(Data lines)
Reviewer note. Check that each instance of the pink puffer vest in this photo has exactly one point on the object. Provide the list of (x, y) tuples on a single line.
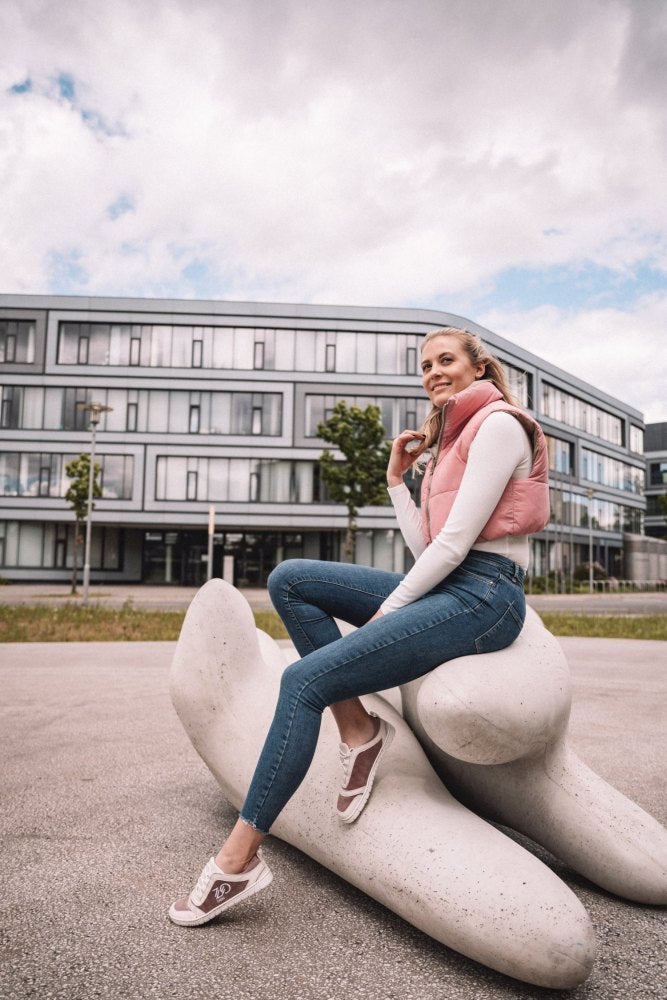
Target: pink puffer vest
[(524, 505)]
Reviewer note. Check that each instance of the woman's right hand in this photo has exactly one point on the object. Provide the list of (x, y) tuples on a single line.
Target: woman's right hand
[(400, 460)]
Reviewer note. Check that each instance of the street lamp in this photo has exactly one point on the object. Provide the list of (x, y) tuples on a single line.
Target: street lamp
[(590, 494), (95, 410)]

Aim of the task: Rewrite the lines above with every "Reviewer note" renamed to "Annotator note" and nothing else altered, and leave out the pictures.

Result:
Annotator note. Check that each instance of the pink puffer vest in this photo has exactly one point on the object. Provide the list of (x, y) tuples on a single line.
Target: pink puffer vest
[(524, 505)]
Annotator note. Check that each instance of the woman's right hand in this photo has exactly one point on the object. Provide the list of (x, y) tuples on a single line.
Target: woman's right hand
[(400, 460)]
Annotator note. Check that each instance of the street lamp in this photo has exactly one point on the object. Provide the list of (x, y) tuples on a single line.
Target: street lamp
[(590, 494), (95, 410)]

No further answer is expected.